▶ **Task directions**:
Repeat only the stretch of lines below that runs from the line with "column 64, row 378" through the line with "column 234, row 331", unaltered.

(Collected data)
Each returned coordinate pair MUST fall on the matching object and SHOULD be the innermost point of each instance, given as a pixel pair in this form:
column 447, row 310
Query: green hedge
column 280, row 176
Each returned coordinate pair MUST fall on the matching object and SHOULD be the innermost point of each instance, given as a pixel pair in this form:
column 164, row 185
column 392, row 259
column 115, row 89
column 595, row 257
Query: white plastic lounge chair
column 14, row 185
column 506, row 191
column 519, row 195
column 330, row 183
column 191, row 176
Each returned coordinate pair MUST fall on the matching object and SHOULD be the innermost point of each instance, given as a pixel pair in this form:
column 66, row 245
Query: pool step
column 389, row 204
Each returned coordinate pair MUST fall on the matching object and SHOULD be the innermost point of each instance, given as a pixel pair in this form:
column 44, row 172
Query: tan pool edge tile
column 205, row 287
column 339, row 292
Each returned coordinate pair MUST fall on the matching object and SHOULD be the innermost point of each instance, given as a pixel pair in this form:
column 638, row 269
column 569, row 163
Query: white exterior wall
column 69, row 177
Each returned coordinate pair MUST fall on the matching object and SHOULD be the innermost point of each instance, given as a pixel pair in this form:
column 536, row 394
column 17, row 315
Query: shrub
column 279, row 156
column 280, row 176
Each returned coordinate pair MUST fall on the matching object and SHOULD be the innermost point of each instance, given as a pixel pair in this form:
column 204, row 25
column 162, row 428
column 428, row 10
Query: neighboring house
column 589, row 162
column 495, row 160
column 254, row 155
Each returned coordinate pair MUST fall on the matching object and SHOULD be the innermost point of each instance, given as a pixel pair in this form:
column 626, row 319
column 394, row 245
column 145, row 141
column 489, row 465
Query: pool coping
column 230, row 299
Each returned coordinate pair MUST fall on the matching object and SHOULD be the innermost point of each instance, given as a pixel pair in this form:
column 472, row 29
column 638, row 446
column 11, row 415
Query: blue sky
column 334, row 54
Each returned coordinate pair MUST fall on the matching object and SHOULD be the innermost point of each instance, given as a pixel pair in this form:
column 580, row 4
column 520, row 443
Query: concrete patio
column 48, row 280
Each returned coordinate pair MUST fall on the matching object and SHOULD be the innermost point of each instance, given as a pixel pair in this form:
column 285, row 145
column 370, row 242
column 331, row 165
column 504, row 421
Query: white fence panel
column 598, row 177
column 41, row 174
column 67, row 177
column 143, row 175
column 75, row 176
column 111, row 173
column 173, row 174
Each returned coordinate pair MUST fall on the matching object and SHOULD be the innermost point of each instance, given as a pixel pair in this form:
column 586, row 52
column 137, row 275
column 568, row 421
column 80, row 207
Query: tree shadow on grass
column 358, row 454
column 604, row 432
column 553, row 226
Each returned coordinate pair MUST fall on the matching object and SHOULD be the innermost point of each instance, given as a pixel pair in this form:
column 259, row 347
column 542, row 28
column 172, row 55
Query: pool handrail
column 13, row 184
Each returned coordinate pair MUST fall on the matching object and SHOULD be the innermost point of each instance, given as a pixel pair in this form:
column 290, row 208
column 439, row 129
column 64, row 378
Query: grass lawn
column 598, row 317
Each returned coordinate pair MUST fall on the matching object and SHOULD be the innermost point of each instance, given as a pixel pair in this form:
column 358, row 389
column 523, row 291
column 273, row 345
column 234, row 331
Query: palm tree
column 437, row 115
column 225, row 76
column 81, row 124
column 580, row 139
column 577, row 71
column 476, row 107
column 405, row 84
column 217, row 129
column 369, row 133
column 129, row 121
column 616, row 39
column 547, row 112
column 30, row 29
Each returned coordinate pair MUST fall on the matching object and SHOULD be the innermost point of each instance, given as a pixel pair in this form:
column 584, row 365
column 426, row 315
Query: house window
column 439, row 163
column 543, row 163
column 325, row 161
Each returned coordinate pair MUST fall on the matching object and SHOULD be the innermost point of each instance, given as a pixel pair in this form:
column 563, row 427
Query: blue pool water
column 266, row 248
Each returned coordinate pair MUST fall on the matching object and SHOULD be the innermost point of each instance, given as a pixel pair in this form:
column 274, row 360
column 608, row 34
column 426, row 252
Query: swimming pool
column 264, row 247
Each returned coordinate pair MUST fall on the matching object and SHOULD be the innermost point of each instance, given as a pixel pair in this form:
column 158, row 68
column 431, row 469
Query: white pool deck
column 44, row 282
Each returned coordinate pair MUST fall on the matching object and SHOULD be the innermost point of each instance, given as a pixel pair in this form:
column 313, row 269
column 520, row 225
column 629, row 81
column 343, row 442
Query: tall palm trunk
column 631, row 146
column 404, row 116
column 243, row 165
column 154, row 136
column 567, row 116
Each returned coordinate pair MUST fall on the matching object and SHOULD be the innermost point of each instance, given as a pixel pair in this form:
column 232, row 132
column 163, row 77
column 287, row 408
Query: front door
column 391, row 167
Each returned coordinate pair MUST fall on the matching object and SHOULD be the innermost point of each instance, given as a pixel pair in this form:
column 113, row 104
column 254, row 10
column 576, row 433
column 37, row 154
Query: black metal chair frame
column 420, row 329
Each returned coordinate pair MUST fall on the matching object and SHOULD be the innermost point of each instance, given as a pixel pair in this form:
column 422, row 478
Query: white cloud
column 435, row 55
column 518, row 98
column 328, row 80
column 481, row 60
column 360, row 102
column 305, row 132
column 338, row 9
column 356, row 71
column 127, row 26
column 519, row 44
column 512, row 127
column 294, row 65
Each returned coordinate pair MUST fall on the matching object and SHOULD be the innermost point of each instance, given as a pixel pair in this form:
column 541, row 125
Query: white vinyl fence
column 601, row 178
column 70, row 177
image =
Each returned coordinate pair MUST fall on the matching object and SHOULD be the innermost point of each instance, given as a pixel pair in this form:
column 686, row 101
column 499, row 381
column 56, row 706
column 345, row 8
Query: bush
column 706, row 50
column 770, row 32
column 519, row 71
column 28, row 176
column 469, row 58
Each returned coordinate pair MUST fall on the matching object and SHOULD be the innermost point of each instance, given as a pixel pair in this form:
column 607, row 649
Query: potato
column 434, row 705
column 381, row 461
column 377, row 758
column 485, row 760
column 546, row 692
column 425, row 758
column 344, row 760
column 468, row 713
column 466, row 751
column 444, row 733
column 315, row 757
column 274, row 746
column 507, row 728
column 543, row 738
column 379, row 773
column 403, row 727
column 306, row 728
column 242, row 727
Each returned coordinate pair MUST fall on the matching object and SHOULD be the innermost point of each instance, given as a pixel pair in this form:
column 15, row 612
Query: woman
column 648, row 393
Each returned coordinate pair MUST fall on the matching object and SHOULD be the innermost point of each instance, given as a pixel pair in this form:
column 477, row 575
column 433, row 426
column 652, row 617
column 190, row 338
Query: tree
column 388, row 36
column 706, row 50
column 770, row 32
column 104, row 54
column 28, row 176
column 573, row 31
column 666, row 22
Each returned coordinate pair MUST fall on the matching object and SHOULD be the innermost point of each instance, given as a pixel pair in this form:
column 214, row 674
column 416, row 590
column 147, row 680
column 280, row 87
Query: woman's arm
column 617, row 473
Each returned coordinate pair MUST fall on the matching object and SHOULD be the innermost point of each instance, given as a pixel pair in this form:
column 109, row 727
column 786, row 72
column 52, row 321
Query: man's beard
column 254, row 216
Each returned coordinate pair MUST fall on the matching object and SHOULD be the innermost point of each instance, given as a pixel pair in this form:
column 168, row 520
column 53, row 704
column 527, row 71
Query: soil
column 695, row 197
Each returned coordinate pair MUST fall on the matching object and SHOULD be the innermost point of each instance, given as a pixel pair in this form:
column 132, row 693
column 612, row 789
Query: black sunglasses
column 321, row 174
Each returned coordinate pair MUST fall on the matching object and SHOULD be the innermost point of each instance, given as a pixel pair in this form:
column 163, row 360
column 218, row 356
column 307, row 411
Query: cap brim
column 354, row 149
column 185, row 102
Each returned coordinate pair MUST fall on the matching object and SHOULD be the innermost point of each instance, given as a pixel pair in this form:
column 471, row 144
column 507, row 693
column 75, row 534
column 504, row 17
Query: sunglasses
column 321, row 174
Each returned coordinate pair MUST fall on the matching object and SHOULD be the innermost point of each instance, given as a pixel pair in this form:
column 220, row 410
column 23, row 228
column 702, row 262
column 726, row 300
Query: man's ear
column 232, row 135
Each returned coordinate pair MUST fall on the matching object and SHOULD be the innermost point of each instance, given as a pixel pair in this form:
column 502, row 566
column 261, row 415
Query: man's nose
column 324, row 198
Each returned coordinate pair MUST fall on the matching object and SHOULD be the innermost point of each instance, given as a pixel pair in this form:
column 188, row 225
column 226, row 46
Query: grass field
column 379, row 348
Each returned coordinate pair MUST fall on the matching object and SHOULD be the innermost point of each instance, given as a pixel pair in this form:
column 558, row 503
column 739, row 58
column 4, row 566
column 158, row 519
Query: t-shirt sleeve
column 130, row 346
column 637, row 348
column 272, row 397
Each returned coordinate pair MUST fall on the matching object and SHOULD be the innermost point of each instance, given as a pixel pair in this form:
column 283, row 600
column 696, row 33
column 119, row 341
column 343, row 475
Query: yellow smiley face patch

▶ **Answer for the task**:
column 64, row 378
Query: grass lawn
column 598, row 317
Each returned coordinate pair MUST fall on the matching object and SHOULD be the innermost point of each instance, given as a pixel pair in this form:
column 358, row 389
column 523, row 291
column 273, row 345
column 234, row 331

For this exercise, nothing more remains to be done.